---- Selected excerpt
The foreign invasion had served to unite various warring factions against the French, and Charles had to retreat back across the Alps. Alfonso of Naples had been forced to abdicate; but when Charles was driven out he returned. The pope thereupon invited Alfonso and his beautiful daughter Sanchia to Rome. He was anxious to take another look at this dazzling teenager. In fact, Sanchia found she could twist the pope around her finger. Cesare, who was totally unable to resist any attractive girl (or youth, for that matter, for he was bisexual) lost no time in luring her to his apartment. Sanchia had heard of his reputation as the most dangerous man in Italy; therefore it was only a matter of prudence to submit. They were both sensualists, and neither felt any pangs of conscience about becoming lovers. The pope showed no jealousy; it seems fairly certain that he was also enjoying her favours.

Rodrigo was wondering how he could use the war to further his own schemes of expanding the papal territories. When Charles VIII returned to France, he decided to attack Charles’s ally, the Orsini family. His son Juan - the one who was supposed to be the soldier - was in Spain, where he had inherited the title of Duke of Gandia. His father sent for him to come back to Italy, and placed him in charge of the army. But he proved to be a poor general. When the papal troops were defeated near Bassano in January 1497, the pope had to sue for peace, and Juan - to his brother’s unconcealed delight - returned to Rome in disgrace.
--------
§ **Instructions**
(1) According to the history excerpt, where were the papal troops defeated in January 1497?
(2) Reproduce word for word the portion of the history excerpt that begins at the words "Rodrigo was wondering" and stops after "Rome in disgrace.".
---- Listed records
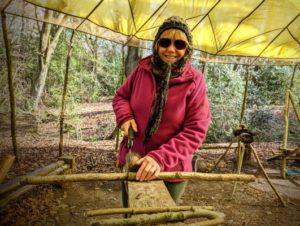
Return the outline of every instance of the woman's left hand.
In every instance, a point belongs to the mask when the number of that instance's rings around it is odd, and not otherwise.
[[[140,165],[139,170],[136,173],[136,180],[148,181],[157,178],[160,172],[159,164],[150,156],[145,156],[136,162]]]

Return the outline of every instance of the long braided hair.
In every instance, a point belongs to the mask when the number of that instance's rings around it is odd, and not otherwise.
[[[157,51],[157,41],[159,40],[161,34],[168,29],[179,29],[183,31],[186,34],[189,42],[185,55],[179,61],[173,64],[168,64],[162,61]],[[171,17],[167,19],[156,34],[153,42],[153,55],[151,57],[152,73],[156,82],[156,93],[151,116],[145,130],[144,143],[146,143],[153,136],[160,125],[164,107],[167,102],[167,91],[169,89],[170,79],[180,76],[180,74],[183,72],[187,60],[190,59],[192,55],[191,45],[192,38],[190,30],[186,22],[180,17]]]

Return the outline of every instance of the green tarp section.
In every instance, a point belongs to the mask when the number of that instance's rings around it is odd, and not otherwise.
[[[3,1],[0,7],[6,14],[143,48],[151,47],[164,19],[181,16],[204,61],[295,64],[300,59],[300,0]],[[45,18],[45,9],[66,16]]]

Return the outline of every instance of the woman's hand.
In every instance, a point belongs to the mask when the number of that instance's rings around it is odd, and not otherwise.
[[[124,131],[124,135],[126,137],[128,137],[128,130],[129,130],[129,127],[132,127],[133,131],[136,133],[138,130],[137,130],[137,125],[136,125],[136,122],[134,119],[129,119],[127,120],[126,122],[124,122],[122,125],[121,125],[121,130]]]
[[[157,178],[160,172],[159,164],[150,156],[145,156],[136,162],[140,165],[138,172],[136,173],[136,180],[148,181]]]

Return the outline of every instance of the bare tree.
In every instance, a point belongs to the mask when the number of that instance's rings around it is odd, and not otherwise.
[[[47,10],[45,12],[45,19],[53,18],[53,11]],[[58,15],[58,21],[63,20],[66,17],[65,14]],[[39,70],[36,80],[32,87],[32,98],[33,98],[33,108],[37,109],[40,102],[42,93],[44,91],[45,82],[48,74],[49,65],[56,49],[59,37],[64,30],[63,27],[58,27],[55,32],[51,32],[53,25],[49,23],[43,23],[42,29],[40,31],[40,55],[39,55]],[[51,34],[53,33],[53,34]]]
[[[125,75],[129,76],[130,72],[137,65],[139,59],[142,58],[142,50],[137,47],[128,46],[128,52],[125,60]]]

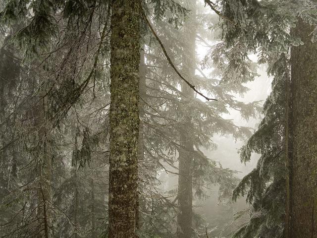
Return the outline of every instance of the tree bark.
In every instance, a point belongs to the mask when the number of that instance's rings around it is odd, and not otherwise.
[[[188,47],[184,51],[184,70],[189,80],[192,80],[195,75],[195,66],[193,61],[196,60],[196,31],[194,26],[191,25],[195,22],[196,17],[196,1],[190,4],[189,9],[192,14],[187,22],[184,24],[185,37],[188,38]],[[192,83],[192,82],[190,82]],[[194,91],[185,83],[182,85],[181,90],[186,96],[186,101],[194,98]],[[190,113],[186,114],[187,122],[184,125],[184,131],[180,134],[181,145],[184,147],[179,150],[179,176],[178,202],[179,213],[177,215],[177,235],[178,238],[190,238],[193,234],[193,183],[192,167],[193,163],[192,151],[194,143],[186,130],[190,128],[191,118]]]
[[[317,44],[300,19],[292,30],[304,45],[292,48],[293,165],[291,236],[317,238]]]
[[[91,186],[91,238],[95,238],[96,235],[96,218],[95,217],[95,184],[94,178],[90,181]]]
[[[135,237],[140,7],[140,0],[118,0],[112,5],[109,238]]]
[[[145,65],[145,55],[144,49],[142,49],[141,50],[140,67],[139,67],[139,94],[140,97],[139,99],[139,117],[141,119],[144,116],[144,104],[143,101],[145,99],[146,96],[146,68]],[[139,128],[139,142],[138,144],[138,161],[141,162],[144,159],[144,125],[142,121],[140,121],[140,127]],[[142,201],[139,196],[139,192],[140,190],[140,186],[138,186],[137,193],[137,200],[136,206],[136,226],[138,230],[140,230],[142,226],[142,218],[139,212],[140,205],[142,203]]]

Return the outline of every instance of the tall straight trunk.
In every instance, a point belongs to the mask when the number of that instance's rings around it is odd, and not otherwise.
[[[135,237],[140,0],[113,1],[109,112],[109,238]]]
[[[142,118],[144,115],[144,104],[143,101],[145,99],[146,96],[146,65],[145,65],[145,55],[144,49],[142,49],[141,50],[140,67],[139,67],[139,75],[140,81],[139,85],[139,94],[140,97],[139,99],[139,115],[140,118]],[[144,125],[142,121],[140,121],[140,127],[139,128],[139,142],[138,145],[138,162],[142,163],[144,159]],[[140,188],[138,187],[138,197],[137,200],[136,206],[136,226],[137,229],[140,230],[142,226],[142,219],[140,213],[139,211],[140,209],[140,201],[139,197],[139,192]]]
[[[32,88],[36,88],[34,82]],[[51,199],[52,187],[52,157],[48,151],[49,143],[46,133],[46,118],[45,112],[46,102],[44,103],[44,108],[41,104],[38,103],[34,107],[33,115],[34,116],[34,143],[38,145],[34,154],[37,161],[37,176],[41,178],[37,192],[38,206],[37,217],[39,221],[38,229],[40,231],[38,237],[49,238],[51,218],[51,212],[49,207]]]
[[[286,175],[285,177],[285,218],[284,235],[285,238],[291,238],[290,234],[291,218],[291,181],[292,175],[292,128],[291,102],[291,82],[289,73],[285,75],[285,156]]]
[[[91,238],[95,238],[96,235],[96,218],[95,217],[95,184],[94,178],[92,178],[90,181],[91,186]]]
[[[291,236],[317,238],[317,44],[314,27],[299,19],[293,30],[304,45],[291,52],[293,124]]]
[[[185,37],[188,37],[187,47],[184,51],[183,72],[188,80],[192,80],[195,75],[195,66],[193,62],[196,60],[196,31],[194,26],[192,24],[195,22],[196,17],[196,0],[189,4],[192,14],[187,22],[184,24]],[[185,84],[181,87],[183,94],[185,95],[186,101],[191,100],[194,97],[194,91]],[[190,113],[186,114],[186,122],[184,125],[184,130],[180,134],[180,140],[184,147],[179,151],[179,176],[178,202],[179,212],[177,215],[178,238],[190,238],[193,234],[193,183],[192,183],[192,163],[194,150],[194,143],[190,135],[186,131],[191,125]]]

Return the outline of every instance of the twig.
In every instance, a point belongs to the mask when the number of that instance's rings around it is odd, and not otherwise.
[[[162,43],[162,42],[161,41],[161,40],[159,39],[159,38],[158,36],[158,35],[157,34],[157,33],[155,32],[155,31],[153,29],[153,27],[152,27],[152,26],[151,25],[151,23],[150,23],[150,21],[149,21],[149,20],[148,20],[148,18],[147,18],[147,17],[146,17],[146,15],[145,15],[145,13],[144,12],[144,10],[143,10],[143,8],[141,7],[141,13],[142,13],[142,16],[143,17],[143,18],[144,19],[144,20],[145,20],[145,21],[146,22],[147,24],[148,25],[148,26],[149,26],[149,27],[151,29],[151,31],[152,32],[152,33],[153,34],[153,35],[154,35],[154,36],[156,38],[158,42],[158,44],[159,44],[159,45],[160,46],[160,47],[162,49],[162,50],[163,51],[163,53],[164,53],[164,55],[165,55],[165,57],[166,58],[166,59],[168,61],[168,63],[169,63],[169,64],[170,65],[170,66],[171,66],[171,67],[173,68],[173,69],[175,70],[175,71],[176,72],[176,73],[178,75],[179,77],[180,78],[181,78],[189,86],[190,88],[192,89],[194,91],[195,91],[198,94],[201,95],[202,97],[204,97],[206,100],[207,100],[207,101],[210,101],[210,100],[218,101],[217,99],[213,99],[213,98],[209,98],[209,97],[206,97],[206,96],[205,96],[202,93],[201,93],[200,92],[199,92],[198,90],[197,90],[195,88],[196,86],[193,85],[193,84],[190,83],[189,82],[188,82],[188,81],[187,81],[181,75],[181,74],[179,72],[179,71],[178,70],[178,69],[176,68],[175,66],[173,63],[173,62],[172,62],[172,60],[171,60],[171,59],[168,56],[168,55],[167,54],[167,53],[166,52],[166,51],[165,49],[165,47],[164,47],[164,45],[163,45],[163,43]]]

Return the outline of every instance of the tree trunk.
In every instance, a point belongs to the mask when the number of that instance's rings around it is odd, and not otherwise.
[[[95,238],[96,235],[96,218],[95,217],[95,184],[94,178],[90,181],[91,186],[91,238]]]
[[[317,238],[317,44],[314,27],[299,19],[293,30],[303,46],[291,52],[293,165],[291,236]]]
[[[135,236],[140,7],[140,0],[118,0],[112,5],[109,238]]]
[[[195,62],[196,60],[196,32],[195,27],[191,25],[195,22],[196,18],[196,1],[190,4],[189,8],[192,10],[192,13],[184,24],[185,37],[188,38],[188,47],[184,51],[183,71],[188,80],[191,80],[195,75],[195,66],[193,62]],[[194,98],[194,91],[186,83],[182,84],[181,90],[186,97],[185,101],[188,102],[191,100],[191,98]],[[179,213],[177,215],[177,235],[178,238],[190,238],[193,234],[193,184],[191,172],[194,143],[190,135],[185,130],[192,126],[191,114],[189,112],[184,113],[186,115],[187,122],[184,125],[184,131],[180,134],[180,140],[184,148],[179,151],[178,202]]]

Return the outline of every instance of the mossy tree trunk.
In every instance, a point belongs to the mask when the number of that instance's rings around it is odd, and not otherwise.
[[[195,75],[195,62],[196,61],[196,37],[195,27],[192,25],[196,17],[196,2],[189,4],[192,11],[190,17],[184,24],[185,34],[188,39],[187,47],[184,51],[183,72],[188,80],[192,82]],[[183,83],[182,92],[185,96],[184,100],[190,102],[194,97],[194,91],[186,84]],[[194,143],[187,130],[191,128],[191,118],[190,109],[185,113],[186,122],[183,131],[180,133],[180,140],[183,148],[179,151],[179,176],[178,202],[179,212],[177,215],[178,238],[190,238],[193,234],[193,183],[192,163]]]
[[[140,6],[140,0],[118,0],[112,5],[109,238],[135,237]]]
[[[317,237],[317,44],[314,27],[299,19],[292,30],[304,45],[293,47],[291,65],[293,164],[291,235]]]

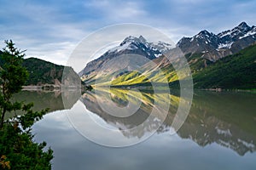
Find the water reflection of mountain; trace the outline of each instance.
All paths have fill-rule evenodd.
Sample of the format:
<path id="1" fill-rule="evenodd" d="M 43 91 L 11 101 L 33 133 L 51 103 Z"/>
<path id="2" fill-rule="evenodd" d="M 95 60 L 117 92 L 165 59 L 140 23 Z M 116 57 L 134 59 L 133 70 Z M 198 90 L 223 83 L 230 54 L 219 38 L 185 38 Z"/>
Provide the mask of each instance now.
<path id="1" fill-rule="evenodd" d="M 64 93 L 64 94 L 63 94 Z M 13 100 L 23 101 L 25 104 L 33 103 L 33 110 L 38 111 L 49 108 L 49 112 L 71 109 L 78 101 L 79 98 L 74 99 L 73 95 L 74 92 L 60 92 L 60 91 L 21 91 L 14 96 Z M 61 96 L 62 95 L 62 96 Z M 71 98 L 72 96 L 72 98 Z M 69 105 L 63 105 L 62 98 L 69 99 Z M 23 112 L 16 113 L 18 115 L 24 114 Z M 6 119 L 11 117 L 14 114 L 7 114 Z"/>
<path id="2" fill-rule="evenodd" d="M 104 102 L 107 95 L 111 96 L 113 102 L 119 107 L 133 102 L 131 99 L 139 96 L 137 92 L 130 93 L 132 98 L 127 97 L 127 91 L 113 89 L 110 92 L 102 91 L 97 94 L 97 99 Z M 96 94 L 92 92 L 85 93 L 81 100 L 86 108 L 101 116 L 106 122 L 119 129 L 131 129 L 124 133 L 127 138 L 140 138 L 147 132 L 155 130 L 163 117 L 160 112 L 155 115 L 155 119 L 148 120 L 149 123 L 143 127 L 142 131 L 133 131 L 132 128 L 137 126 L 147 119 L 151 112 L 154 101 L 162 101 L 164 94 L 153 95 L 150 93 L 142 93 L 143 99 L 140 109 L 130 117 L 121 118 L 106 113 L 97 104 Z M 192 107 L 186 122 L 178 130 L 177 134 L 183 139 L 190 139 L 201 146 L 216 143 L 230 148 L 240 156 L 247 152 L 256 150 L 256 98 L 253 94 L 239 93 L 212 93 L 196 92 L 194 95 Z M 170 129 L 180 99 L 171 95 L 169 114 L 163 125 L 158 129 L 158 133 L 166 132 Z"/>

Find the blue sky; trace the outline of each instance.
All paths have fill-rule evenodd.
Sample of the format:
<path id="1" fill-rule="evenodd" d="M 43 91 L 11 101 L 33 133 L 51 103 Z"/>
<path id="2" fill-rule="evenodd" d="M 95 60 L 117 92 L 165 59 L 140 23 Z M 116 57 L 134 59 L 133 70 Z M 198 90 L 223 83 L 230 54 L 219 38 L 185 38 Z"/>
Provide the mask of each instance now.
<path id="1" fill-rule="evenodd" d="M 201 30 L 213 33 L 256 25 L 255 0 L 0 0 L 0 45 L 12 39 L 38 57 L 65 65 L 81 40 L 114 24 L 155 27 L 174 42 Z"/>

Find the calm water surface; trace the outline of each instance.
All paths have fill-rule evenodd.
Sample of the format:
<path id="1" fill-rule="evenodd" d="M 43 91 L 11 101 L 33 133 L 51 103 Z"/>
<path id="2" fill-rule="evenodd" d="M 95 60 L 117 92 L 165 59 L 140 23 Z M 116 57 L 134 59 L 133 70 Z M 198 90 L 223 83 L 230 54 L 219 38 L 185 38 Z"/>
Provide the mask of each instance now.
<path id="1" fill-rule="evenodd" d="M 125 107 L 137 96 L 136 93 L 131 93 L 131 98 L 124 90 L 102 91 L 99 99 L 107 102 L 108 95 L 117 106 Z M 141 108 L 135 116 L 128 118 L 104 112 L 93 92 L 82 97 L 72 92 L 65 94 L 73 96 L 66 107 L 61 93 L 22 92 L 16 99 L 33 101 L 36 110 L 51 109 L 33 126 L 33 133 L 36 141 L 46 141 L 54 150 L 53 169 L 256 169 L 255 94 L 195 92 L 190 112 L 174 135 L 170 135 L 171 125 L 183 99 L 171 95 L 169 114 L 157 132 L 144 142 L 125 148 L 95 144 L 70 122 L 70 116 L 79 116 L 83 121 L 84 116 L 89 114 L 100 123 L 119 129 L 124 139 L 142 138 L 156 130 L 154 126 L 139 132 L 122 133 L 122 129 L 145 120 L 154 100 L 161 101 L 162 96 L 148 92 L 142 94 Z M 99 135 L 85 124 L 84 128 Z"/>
--------
§ **Answers provided**
(1) Near Bassano.

(2)
Rodrigo was wondering how he could use the war to further his own schemes of expanding the papal territories. When Charles VIII returned to France, he decided to attack Charles’s ally, the Orsini family. His son Juan - the one who was supposed to be the soldier - was in Spain, where he had inherited the title of Duke of Gandia. His father sent for him to come back to Italy, and placed him in charge of the army. But he proved to be a poor general. When the papal troops were defeated near Bassano in January 1497, the pope had to sue for peace, and Juan - to his brother’s unconcealed delight - returned to Rome in disgrace.